*DATA TO USE*.
----------

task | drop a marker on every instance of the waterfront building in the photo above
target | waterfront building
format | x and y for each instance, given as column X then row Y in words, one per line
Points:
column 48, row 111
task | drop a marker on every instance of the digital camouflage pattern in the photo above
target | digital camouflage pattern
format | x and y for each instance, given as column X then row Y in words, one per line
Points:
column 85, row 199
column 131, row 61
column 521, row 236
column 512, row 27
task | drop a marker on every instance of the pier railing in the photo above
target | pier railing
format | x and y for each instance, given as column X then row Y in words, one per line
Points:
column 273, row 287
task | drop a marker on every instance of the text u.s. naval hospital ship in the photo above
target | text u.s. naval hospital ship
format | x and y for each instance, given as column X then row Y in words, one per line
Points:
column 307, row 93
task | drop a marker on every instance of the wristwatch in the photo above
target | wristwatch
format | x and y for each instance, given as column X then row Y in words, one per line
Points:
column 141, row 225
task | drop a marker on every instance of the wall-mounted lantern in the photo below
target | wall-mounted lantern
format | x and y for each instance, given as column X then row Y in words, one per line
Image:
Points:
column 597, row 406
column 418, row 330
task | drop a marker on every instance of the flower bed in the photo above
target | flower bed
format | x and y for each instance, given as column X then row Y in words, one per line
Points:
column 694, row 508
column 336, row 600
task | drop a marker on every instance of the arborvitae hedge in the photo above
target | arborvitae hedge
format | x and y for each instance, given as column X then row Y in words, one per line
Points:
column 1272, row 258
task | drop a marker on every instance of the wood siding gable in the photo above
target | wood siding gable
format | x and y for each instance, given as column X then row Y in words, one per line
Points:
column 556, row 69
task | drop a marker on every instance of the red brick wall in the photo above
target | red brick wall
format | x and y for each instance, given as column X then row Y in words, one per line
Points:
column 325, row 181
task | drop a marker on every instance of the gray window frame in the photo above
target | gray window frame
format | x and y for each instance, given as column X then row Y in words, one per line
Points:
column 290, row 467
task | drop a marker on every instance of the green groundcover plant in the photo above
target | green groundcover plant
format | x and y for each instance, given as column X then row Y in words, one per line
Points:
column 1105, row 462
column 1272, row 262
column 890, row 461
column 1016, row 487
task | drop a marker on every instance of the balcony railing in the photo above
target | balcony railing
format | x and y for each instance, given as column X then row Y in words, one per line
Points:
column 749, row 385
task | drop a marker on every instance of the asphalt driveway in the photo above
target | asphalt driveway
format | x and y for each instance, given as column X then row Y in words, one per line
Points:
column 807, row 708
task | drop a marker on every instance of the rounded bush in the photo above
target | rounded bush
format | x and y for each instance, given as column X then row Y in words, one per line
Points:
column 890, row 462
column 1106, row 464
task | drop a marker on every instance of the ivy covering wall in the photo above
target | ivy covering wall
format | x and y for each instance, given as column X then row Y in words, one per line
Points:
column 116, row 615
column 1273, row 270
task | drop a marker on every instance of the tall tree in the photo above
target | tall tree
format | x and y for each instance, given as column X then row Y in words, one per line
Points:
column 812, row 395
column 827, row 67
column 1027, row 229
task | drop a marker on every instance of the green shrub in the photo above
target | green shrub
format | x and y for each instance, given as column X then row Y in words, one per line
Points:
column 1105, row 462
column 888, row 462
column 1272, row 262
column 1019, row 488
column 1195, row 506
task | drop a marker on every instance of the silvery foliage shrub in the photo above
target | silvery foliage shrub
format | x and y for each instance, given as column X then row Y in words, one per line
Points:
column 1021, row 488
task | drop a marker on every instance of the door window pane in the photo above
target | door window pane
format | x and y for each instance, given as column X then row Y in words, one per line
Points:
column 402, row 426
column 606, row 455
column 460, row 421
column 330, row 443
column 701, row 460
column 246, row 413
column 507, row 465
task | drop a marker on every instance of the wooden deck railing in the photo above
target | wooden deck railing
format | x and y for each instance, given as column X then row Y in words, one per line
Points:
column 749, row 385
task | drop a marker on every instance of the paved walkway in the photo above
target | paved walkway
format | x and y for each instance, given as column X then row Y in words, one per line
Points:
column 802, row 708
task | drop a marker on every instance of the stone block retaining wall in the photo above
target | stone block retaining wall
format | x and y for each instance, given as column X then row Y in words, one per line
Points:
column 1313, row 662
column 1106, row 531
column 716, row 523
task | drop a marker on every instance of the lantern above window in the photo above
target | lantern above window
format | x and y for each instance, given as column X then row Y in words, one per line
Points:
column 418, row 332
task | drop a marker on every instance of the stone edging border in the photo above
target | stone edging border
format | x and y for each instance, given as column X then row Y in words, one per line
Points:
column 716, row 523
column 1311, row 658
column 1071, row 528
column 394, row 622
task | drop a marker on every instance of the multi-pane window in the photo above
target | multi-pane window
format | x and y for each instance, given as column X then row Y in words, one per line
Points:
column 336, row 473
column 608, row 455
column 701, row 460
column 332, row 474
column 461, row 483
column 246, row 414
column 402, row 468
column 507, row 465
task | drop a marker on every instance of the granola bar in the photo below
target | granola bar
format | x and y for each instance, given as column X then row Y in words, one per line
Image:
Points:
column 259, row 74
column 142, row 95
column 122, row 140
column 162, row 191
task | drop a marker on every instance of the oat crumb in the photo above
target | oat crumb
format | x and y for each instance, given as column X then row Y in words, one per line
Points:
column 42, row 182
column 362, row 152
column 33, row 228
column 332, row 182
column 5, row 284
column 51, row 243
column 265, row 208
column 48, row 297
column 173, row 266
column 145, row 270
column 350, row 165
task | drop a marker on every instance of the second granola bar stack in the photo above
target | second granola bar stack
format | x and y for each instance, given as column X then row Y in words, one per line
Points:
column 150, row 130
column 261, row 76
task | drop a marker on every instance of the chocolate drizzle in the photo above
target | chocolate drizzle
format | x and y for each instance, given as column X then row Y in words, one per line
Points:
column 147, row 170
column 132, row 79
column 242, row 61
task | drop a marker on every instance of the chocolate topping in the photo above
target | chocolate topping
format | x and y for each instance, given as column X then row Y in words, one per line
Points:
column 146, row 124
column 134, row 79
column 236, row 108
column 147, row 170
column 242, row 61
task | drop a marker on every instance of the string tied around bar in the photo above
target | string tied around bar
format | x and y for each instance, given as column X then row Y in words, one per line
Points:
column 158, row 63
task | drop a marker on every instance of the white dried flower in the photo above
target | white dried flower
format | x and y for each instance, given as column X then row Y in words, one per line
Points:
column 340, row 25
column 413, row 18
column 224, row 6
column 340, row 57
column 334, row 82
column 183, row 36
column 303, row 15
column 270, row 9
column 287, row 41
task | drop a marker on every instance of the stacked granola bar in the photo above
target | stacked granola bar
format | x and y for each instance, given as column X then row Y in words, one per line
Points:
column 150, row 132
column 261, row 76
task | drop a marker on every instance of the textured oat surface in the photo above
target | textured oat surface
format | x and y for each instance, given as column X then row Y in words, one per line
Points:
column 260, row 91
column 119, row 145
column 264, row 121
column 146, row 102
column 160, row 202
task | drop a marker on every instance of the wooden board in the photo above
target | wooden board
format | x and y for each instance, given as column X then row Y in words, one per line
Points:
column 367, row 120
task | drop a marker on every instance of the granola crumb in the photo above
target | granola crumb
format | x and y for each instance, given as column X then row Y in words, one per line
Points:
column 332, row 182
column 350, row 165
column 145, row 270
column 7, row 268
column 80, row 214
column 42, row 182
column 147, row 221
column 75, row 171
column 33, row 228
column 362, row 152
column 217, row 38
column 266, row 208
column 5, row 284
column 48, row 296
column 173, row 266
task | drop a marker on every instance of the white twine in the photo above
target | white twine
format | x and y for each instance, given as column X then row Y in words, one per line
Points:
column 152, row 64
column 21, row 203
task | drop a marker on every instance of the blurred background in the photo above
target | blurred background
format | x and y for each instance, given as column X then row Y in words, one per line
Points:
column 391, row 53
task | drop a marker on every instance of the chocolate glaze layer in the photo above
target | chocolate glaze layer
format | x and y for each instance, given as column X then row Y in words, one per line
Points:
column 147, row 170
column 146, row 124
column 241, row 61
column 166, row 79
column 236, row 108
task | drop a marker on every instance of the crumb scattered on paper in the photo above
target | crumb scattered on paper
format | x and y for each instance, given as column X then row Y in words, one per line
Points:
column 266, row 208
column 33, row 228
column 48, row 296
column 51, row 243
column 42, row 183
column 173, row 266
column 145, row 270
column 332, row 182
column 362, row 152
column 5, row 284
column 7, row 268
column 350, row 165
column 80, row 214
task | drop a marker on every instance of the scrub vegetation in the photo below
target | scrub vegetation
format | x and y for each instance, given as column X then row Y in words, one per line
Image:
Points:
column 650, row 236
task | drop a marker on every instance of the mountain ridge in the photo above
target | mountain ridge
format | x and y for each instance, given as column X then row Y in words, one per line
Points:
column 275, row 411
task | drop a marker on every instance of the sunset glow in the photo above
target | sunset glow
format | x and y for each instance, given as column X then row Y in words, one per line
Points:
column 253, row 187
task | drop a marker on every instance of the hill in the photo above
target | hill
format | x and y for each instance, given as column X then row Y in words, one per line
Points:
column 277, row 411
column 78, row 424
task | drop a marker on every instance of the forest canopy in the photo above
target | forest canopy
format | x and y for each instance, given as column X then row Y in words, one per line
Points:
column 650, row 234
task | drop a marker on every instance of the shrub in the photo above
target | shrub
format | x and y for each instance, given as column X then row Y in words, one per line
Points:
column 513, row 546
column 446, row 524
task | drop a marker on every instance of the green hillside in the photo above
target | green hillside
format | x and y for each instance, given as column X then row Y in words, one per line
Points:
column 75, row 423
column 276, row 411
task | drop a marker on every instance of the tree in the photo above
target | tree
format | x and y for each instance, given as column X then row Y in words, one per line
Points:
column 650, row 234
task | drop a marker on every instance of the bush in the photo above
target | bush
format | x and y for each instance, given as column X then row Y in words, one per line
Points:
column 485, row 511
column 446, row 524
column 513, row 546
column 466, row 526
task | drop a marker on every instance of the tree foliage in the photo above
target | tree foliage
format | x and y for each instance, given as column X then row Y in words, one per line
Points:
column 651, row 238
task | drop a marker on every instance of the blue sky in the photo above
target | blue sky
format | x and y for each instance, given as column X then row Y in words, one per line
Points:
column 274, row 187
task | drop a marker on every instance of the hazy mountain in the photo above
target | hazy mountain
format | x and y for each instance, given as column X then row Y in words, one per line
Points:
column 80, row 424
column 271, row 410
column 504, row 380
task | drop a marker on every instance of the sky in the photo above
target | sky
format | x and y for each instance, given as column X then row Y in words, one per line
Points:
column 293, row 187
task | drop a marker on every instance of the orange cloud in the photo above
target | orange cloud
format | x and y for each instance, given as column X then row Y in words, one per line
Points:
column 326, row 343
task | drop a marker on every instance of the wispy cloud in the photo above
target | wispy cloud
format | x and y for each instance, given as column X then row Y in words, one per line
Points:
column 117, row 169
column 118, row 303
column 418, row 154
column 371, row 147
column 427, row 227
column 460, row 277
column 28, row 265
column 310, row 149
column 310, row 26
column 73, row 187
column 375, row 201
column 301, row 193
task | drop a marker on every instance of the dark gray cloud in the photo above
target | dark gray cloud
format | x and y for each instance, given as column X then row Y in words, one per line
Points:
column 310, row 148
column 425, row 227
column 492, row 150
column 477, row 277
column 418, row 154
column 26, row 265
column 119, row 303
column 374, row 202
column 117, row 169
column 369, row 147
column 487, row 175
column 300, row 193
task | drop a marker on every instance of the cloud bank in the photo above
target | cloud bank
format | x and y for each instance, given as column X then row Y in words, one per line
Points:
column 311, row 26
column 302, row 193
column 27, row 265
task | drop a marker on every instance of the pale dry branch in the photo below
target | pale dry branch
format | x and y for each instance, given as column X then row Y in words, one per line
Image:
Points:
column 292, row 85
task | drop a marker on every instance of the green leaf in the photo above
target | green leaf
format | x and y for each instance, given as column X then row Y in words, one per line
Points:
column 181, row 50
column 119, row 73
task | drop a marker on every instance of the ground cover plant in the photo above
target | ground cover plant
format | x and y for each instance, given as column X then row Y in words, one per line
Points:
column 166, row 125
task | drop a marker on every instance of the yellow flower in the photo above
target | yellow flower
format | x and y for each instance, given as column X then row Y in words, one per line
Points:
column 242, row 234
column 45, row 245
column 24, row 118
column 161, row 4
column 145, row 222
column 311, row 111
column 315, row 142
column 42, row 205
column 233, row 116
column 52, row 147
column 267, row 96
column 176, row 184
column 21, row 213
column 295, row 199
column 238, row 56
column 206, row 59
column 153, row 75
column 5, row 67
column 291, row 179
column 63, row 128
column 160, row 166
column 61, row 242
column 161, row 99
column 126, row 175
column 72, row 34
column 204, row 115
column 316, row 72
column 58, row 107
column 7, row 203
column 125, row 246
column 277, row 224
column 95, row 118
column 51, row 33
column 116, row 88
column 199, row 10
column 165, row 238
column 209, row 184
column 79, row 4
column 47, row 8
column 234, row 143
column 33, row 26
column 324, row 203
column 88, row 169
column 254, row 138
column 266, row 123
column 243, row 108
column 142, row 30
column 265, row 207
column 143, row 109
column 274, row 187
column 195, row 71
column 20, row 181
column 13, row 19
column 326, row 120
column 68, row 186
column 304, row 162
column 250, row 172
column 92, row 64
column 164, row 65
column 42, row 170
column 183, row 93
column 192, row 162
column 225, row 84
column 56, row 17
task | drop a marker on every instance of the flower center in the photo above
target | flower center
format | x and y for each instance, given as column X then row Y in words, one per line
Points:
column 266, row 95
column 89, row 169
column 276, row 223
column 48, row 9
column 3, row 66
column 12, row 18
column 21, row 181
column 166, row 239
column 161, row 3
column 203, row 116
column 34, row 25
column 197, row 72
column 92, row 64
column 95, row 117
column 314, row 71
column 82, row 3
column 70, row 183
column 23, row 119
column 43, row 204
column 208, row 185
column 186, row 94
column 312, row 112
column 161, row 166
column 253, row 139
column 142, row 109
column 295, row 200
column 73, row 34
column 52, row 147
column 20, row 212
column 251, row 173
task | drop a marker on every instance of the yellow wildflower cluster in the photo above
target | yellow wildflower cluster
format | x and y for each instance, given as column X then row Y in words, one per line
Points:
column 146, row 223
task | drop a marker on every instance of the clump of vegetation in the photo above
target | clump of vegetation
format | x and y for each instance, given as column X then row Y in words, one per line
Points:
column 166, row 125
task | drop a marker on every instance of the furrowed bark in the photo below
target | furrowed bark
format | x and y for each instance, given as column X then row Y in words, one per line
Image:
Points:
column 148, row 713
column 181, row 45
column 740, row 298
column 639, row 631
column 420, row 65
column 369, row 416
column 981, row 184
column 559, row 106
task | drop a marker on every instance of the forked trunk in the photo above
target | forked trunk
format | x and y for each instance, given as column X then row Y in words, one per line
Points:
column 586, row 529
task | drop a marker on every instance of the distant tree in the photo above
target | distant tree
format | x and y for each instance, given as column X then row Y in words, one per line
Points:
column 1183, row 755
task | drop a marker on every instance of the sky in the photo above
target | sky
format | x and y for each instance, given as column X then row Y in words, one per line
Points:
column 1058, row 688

----------

Return only the stretch of the material above from the line holding "bar in the photo below" through the line holding "target | string tied around bar", copied exactly.

*RESULT FOR THIS TASK*.
task | drop a marker on every instance of the granola bar in the photo below
target | granola bar
format | x and y for each instance, given as column X then row Y in words, one per line
Image:
Points:
column 259, row 74
column 142, row 95
column 122, row 140
column 162, row 191
task | drop a marker on every instance of the oat crumb in the photo above
target | oat crumb
format | x and y for each instance, given as column X then row Y in words, one per line
Points:
column 42, row 182
column 362, row 152
column 33, row 228
column 332, row 182
column 5, row 284
column 51, row 243
column 265, row 208
column 48, row 297
column 173, row 266
column 145, row 270
column 350, row 165
task | drop a marker on every instance of the second granola bar stack in the photo above
target | second granola bar stack
format | x and y for each instance, given as column X then row Y in words, one per line
Points:
column 150, row 130
column 261, row 76
task | drop a marker on every instance of the chocolate drizzle in the photo above
target | chocolate drizzle
format | x and y for each instance, given as column X then row Y in words, one per line
Points:
column 147, row 170
column 132, row 79
column 242, row 61
task | drop a marker on every instance of the chocolate topping in the photo above
target | chocolate topping
format | x and y for each instance, given as column X then row Y in words, one per line
Points:
column 146, row 124
column 134, row 79
column 236, row 108
column 147, row 170
column 242, row 61
task | drop a marker on every instance of the string tied around bar in the photo above
target | string tied around bar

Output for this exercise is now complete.